◆ PAGE TEXT ◆
[Start of Attachment]

As he listened intently to Crain’s students describe their outlines and lines of questioning, Barasoain advised them to dig deeper, finding richer, more tactile textures to lift the content from something one-dimensional into a compelling story.
He urged the students to cut content that may have seemed valid and relevant on a first draft and instead rely on their instincts.
“Go with the best stuff first,” said Barasoain, who encouraged students to consider carefully those icebreaker questions that will set the mood and pace of the conversation.
For the interview with Mulready, he suggested asking how her background in religion, political science, and American history led to a career with a nonprofit organization and her interest in developing health policy, including the Affordable Care Act.
Don’t miss the details; always ask interview subjects to confirm the spelling of their names and their company’s information, Barasoain said.
“Go for specific examples,” which will demonstrate to the interviewee a high level of preparation and care, Crain offered. “You’ll get better answers.”
Acting on the advice, Matt Luongo ’25 and Molly Terraciano ’25 talked easily and naturally with Mulready about what took her down her career path.
Christopher Rubayo ’25 and Ella Kenyon ’25, who would interview Jordan, changed course on their proposed questioning when Barasoain asked them to consider how Jordan’s fluency in multiple languages may have helped advance her career. Think also about questions that would reveal who inspired her at Lafayette, or her earliest mentors in life, he said.
Crain suggested asking about how changing international relationships with the U.S. might affect her work as a foreign service officer and if she could share an example of a crisis she helped resolve.
“You are creating a bridge of empathy between you and the listener,” Barasoain said.
By the end of the session, Barasoain had sufficiently challenged Crain’s students, who furiously took notes and adjusted their scripting.
Jessie Whitman ’22, who produced the video essay last spring on Lafayette Lens, served as the project manager for the podcast series and assisted Crain in its production.

[End of Attachment]

(Stored data entries)
[Start of Attachment]

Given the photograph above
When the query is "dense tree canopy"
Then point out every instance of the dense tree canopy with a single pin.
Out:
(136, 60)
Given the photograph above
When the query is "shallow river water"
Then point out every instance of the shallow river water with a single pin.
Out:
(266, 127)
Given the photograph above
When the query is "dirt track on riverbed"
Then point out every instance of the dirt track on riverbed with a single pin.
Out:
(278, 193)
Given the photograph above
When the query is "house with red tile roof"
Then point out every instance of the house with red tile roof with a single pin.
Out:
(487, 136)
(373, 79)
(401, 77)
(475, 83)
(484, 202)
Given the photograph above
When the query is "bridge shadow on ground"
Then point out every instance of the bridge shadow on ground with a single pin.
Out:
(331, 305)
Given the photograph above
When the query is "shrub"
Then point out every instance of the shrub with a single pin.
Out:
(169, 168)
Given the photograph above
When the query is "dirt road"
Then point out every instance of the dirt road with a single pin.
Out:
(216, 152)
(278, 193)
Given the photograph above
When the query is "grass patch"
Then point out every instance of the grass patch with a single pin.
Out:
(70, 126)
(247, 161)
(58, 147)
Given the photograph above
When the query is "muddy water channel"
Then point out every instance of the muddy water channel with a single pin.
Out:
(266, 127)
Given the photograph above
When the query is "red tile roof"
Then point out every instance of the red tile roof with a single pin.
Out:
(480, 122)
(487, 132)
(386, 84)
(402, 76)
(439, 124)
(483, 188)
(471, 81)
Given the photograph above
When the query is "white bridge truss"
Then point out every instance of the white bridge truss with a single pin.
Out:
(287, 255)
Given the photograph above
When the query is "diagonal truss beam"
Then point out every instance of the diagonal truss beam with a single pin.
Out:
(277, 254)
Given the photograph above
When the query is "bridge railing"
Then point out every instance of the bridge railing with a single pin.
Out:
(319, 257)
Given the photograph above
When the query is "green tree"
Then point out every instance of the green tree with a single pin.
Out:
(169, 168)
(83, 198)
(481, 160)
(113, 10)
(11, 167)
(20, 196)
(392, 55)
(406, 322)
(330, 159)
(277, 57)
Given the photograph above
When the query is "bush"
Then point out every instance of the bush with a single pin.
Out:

[End of Attachment]

◆ PROMPT 1 ◆
Answer these questions about the podcast interview coaching text:
(a) What did Barasoain say students should always ask interview subjects to confirm?
(b) Which two students talked with Mulready about her career path?
(c) What role did Jessie Whitman ’22 serve for the podcast series?
◆ PROMPT 2 ◆
Carry on the text about coaching students for podcast interviews with a few more sentences that follow its last one.

◆ RESULT 1 ◆
(a) The spelling of their names and their company’s information.
(b) Matt Luongo ’25 and Molly Terraciano ’25.
(c) She was the project manager and assisted Crain in its production.

◆ RESULT 2 ◆
“Because this was our first time doing a project like this, I particularly loved assisting in shaping a framework that will hopefully continue for years to come,” Whitman said. “Prof. Crain and I started with an abstract idea and over the course of 15 weeks, made it into something tangible with clear guidelines, structure, and expectations.”
Their hope, she said, is that the series can be easily replicated each year in a streamlined fashion.
“I’m eager to see how this podcast shapes the Lafayette student–alumni relationship,” Whitman added. “It’s refreshing to hear first-year students, who have so much ahead of them, speak with such established professionals. I think listeners will agree that there is a special sort of juxtaposition there.”
“This was a challenging assignment, combining editorial and technical details, but the students persevered and delivered strong content,” Crain said. “My thanks to Chad for lining up distinguished alumni with a variety of interesting career paths.”
“My thanks, too, to David for his valuable coaching and to Christine Dempsey, senior vice president of radio at Lehigh Valley Public Media, for attending all recording sessions and advising on the editing process,” Crain added.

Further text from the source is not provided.